Exercise prompt » Every record that follows must be duplicated exactly, with images left out.

Task inputs »
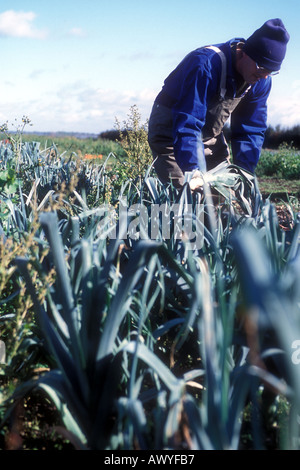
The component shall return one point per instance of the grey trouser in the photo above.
(160, 137)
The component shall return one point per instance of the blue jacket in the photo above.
(191, 88)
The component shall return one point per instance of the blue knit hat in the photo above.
(267, 45)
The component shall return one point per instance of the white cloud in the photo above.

Response to the task »
The component shall return one point per instance of the grey trouser in the photo above.
(160, 137)
The component shall return one point per instance of the blue jacket in the photo above.
(191, 88)
The component shall return one point per instance of the blue knit hat in the photo above.
(267, 45)
The component shall return one point per instance of the white cloud in the photo above.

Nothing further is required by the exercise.